# [Aim]
Put everything from the start of the items down to the line that contains "M57 135L55 137L56" into a Markdown table with the columns Row and Line, numbering each row and leaving out blank lines.

____

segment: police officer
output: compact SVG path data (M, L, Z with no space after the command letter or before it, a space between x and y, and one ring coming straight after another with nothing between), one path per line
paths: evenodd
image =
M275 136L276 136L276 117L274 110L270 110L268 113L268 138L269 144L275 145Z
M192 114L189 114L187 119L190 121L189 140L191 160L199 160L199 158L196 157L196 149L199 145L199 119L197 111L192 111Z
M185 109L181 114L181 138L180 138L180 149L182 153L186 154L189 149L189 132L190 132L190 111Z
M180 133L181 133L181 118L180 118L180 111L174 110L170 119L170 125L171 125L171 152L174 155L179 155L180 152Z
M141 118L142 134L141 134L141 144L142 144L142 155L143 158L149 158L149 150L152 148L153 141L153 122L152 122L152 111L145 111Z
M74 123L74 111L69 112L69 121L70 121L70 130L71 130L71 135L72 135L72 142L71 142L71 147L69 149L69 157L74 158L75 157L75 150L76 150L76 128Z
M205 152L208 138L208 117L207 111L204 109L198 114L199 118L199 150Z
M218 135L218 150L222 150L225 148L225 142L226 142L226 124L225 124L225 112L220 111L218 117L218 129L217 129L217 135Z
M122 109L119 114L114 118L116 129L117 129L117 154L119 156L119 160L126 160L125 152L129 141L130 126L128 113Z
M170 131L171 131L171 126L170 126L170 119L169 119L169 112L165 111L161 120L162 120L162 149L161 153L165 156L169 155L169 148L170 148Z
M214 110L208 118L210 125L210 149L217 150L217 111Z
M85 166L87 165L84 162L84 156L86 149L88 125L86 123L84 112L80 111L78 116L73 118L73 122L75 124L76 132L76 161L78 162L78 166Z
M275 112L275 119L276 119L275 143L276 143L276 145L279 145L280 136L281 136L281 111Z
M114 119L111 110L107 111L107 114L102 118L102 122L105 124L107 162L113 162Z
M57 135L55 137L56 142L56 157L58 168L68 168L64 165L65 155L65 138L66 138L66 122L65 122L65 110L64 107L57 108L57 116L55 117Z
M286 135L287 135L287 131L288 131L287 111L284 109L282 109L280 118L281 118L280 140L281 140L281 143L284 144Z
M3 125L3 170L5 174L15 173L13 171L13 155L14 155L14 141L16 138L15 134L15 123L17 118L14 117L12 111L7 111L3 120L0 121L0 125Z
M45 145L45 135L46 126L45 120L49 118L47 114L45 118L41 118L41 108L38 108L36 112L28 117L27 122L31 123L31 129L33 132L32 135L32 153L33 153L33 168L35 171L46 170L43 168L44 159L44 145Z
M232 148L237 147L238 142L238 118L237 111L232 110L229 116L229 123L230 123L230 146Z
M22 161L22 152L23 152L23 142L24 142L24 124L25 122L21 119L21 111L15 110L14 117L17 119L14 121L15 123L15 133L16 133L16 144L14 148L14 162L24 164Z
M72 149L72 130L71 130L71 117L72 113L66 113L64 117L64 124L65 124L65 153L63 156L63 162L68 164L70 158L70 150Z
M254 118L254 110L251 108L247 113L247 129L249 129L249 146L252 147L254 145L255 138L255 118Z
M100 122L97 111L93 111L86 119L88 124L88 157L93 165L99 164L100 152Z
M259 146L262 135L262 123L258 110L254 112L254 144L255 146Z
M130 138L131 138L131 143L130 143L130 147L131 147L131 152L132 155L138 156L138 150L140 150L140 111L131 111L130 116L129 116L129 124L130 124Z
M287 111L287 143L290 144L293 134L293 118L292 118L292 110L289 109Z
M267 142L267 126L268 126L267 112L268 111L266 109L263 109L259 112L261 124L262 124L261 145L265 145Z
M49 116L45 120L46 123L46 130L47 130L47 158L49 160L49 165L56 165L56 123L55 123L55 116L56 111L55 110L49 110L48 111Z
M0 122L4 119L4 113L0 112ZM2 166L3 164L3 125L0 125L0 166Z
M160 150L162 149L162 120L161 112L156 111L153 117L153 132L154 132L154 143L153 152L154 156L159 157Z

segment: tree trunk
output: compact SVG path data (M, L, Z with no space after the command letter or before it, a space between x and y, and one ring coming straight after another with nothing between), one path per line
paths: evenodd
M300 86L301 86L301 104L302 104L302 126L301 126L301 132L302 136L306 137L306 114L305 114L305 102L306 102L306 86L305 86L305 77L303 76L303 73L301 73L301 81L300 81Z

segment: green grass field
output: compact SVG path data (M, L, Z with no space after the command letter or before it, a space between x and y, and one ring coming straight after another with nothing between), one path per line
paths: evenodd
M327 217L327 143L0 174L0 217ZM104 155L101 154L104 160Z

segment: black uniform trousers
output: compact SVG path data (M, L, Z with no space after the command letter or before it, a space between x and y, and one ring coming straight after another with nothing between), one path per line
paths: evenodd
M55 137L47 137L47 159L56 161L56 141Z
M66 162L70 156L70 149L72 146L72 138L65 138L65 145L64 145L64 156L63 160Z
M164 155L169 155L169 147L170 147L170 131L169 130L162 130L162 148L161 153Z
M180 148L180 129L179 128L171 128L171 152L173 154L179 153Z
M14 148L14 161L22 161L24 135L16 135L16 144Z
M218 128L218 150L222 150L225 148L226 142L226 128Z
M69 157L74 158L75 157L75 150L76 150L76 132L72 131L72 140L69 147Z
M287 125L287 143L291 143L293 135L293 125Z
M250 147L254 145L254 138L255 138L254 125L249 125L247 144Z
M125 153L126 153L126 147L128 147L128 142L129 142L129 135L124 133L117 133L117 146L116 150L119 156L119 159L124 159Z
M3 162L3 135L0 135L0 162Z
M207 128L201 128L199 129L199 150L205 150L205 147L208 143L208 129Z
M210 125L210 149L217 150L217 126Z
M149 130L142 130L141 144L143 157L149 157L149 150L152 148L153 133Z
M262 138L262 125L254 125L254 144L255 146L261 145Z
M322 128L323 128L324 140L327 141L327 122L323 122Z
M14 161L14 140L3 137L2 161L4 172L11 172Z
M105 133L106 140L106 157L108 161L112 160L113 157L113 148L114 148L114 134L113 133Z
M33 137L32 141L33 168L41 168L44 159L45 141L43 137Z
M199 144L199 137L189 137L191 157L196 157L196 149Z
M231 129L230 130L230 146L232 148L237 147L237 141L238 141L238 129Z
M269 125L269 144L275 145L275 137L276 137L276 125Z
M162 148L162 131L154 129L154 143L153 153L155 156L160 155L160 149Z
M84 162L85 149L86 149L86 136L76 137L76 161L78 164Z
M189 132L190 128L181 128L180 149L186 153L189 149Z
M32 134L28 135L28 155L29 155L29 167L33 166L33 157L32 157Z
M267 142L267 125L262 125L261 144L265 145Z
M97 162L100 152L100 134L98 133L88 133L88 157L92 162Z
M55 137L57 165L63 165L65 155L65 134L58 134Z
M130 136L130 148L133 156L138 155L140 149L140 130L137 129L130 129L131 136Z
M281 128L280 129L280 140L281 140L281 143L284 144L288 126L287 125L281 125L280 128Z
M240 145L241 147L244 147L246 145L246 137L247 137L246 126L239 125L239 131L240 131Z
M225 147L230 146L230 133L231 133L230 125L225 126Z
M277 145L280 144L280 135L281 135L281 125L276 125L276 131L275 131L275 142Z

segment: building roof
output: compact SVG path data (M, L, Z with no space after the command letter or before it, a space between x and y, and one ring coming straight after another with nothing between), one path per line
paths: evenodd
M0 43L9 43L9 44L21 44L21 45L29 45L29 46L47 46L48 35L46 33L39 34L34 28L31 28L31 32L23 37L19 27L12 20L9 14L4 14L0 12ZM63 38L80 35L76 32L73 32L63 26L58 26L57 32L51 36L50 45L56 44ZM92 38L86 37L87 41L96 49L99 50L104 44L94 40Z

____

# [Correct answer]
| Row | Line |
|---|---|
| 1 | segment: police officer |
| 2 | output: compact SVG path data (M, L, Z with no space after the command letter or before it, a space between x and y, and one ring coming straight after another with nothing between), one path per line |
| 3 | paths: evenodd |
| 4 | image = |
| 5 | M275 136L276 136L276 117L274 110L270 110L268 113L268 138L269 144L275 145Z |
| 6 | M192 114L189 114L187 119L190 121L189 140L191 160L199 160L199 158L196 157L196 149L199 145L199 119L197 111L192 111Z |
| 7 | M185 109L181 114L181 138L180 138L180 149L182 153L186 154L189 149L189 132L190 132L190 111Z |
| 8 | M180 133L181 133L181 118L180 118L180 111L174 110L170 119L170 125L171 125L171 152L174 155L179 155L180 152Z |
| 9 | M141 118L142 134L141 134L141 144L142 144L142 155L143 158L149 158L149 150L152 148L153 141L153 122L152 122L152 111L145 111Z |
| 10 | M74 123L74 111L69 112L69 121L70 121L70 130L71 130L71 135L72 135L72 142L71 142L71 147L69 149L69 157L74 158L75 157L75 150L76 150L76 128Z |
| 11 | M205 152L208 138L208 117L207 111L204 109L198 114L199 118L199 150Z |
| 12 | M218 135L218 150L222 150L225 148L225 142L226 142L226 124L225 124L225 112L220 111L218 117L218 129L217 129L217 135Z |
| 13 | M122 109L119 114L114 118L116 129L117 129L117 154L119 156L119 160L126 160L125 152L129 141L130 126L128 113Z |
| 14 | M170 131L171 131L171 126L170 126L170 119L169 119L169 112L165 111L161 120L162 120L162 149L161 153L165 156L169 155L169 148L170 148Z |
| 15 | M214 110L208 118L210 125L210 149L217 150L217 111Z |
| 16 | M85 166L87 165L84 162L84 156L86 149L88 125L86 123L84 112L80 111L78 116L73 118L73 122L75 124L76 132L76 161L78 162L78 166Z |
| 17 | M275 112L275 119L276 119L275 143L276 143L276 145L279 145L280 136L281 136L281 111Z |
| 18 | M114 119L111 110L107 111L107 114L102 118L102 122L105 124L107 162L113 162Z |
| 19 | M57 135L55 137L56 142L56 157L58 168L68 168L64 165L65 155L65 138L66 138L66 122L65 122L65 110L64 107L57 108L57 116L55 117Z |